- Problem requirements -
Please copy each line of the data that includes the string "dress".

- Entries provided -
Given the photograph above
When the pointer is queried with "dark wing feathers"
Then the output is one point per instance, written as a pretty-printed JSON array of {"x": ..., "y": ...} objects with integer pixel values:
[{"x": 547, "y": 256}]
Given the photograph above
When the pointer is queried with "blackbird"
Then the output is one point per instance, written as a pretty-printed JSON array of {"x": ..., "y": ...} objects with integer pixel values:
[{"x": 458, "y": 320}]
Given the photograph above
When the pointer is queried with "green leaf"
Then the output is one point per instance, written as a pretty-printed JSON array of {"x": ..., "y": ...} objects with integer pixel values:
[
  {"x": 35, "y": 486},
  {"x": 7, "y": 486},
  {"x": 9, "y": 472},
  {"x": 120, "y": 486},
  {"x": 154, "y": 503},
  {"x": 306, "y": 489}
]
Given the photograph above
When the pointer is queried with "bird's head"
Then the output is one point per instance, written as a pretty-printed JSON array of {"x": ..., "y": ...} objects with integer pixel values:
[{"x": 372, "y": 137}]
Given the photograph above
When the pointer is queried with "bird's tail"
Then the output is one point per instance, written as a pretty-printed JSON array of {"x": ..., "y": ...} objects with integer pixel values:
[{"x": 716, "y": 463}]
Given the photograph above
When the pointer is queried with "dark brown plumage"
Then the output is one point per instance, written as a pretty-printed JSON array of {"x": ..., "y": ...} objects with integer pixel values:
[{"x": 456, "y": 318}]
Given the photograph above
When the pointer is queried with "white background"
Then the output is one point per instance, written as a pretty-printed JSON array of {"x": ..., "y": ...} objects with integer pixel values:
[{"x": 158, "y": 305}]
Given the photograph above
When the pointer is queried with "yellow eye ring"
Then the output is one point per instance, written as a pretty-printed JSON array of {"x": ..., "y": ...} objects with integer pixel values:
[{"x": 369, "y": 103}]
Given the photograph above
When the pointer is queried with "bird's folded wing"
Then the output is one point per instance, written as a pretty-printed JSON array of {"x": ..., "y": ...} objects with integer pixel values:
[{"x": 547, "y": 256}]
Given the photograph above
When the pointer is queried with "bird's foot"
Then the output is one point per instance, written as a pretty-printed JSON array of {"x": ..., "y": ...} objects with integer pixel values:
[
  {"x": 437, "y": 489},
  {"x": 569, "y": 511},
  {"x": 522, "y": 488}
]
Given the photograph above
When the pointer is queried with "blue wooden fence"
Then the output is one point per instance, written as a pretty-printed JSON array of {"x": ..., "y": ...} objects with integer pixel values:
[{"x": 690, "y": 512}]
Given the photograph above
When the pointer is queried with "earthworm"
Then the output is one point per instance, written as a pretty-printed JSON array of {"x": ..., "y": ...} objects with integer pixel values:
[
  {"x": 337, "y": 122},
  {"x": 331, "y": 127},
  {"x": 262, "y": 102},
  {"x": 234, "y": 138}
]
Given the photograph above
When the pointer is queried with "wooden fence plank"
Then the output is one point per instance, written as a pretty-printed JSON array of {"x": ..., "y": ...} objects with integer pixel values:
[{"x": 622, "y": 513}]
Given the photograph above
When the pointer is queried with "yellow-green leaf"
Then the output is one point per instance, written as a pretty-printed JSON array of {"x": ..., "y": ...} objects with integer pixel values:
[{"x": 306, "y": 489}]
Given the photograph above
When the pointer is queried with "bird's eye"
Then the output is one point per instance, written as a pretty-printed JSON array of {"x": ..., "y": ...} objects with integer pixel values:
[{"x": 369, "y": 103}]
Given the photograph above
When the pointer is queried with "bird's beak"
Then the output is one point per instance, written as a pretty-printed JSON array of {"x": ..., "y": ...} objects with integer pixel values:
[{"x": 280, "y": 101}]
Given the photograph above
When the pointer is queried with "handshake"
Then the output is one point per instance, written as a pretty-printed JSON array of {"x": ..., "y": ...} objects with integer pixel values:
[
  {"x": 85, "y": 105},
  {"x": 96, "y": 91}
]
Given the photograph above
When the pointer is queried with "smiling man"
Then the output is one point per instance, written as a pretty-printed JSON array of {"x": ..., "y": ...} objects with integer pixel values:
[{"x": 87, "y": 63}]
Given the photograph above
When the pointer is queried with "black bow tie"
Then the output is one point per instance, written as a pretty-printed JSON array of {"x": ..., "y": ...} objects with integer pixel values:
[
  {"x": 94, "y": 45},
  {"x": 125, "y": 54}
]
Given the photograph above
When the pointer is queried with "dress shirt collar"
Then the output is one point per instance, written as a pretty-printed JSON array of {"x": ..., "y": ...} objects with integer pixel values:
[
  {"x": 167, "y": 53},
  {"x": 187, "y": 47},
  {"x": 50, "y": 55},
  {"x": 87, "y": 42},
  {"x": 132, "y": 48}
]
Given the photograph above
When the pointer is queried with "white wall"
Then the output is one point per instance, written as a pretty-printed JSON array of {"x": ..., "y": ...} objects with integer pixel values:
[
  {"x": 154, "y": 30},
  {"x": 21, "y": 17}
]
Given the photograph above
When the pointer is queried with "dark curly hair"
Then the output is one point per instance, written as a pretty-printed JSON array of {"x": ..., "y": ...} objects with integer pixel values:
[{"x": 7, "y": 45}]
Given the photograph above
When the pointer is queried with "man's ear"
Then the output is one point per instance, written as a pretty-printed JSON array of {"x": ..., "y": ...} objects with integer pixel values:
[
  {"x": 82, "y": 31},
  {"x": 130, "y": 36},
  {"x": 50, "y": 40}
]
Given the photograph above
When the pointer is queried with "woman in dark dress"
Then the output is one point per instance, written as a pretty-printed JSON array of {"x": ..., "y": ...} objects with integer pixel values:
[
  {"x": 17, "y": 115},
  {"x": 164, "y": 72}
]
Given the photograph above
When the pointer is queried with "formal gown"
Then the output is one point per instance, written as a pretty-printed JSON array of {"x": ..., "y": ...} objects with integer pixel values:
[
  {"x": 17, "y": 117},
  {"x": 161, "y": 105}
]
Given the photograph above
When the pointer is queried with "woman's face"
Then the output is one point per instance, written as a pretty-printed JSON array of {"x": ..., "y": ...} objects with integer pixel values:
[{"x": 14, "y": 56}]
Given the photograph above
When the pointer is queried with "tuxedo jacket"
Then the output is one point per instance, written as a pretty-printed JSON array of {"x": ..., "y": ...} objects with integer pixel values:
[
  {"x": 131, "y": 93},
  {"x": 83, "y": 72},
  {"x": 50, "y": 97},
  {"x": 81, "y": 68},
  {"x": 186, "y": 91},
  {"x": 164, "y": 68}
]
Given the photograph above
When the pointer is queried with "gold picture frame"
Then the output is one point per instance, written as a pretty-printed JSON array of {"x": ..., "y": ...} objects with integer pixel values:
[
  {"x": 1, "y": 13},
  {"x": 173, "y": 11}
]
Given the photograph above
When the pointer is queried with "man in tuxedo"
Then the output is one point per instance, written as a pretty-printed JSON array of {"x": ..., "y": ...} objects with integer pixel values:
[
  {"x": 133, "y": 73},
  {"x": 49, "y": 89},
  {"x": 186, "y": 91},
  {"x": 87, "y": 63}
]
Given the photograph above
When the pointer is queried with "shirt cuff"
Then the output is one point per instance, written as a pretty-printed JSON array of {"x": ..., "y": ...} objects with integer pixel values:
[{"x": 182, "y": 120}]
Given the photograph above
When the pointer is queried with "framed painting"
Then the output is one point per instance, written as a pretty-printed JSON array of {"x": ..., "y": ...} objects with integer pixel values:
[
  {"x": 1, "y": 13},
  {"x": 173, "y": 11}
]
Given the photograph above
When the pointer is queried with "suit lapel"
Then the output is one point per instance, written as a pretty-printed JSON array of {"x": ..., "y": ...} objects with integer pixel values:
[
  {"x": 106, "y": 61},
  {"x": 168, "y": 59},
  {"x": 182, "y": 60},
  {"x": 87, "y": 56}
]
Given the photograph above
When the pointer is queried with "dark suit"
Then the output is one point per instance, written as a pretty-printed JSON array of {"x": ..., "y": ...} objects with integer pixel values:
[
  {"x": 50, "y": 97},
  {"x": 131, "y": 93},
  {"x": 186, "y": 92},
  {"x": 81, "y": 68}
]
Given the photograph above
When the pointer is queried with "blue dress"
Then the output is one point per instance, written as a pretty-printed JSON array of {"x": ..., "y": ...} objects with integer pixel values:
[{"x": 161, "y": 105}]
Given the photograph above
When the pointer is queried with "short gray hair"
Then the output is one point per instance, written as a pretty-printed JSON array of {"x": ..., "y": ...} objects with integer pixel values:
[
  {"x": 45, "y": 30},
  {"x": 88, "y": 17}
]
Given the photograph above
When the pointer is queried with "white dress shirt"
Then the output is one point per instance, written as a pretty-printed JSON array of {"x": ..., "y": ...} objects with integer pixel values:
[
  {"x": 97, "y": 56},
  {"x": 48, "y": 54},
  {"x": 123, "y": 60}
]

- Result of this exercise -
When the pointer is queried with "dress shirt collar"
When the pointer is queried with "woman in dark dress"
When the pointer is queried with "blue dress"
When the pointer is queried with "white dress shirt"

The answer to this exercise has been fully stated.